[Passage to read]:
——————————
Puppets assist in extension work
On Wednesday 28th of February, Chris Doorman and Wilma Kloet gave a performance in De Wereld. With a selection of their puppets, they acted out several African stories and fairy tales. The puppet theatre was invited by Agromisa, to mark the last evening of their introductory course on development issues.
A teacher by profession who took up puppet theatre as a hobby, Doorman relates that he managed to combine the two a few decades ago. For the past twelve years he has been contracted on a regular basis, mainly in Africa. He worked, for instance, on basic health care extension in Cape Verde, on maternity extension in Turkey and also in the Netherlands for the organisation of family members of Alzheimer patients. Puppet theatre can be applied for multiple purposes", Doorman explains: It is just one way to pass on a message."
Doorman's assignments are usually for two to four weeks only. In that period the extension officers have to decide on a story, produce the necessary puppets and have at least one performance in the field.
——————————
[Tasks to complete]:
1. Repeat a passage from the article on puppet theatre in extension work word for word, beginning at the words "A teacher by" and stopping after "in the field.".
2. Pick up the article on puppet theatre in extension work from its final sentence and carry it on.
——————————
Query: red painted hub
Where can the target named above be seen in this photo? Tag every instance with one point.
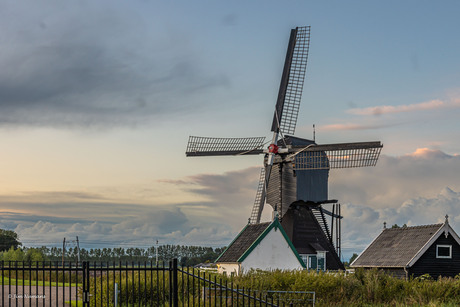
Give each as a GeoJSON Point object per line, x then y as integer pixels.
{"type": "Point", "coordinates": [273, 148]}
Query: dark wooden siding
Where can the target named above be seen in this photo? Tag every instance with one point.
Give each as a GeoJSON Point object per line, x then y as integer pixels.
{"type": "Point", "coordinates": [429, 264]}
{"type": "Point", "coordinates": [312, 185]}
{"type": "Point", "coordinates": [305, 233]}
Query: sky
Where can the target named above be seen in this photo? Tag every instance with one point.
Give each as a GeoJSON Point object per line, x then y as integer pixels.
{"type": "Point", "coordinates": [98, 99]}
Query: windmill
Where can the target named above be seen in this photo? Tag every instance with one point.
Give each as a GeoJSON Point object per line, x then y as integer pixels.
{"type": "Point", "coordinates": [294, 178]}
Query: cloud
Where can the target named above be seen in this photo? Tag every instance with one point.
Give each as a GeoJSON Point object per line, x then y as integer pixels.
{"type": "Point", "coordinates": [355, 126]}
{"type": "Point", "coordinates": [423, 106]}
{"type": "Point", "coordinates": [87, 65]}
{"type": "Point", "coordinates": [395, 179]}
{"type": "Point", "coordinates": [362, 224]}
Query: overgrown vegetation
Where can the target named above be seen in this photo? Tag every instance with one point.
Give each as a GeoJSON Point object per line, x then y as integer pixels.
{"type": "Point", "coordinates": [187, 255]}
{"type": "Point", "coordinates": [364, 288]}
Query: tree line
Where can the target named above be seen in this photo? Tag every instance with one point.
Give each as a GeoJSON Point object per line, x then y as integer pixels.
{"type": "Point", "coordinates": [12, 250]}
——————————
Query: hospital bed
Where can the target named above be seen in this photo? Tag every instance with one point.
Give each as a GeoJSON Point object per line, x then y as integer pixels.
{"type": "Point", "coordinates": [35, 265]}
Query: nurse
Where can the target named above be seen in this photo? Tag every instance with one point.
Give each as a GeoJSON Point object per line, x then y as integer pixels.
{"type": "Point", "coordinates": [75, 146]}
——————————
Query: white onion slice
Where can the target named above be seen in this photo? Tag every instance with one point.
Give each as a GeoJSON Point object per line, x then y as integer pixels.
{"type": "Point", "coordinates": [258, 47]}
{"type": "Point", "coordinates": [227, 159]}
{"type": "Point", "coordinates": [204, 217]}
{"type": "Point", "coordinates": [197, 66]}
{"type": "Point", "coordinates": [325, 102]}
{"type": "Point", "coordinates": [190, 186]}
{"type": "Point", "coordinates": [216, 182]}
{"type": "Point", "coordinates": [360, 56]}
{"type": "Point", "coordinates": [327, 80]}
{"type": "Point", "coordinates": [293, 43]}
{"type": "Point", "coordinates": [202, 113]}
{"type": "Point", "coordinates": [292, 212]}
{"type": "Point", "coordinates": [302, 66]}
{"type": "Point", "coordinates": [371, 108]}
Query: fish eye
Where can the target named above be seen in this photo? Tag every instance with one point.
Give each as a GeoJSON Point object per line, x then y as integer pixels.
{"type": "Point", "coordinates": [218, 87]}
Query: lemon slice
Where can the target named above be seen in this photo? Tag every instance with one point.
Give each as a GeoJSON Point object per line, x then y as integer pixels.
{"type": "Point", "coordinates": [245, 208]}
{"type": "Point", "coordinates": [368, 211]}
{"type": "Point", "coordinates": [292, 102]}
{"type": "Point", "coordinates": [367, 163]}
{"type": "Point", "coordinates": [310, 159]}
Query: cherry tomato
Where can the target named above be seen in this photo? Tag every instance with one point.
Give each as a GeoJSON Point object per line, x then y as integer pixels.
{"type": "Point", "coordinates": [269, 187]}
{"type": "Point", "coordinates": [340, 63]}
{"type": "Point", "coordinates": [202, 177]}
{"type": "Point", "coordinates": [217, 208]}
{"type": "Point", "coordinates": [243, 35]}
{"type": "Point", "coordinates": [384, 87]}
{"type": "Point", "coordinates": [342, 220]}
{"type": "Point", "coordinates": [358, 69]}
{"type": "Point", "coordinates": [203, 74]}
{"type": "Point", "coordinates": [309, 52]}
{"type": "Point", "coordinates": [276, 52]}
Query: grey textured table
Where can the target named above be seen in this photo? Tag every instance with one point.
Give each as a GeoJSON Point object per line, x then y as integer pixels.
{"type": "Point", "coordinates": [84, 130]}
——————————
[List of answers]:
1.
A teacher by profession who took up puppet theatre as a hobby, Doorman relates that he managed to combine the two a few decades ago. For the past twelve years he has been contracted on a regular basis, mainly in Africa. He worked, for instance, on basic health care extension in Cape Verde, on maternity extension in Turkey and also in the Netherlands for the organisation of family members of Alzheimer patients. Puppet theatre can be applied for multiple purposes", Doorman explains: It is just one way to pass on a message."
Doorman's assignments are usually for two to four weeks only. In that period the extension officers have to decide on a story, produce the necessary puppets and have at least one performance in the field.

2.
Doorman relates that two important criteria have to be met. The stories as well as the puppets have to be recognizable and credible. Doorman is convinced that the audience must be able to identify themselves with the characters, otherwise the actual message will not be believed or may remain unnoticed.
Doorman tells that his next assignment will be in Zimbabwe, where his experience will be exerted in agricultural extension for the Tonga population. They had to move from their land when it was turned into a storage reservoir and are now living on the shore of this lake. Doorman smiles and admits that they once again will manage to produce a nice show but whether this will turn fishermen into agricultural producers he doubts. For a story to work, the message must be feasible", he concludes.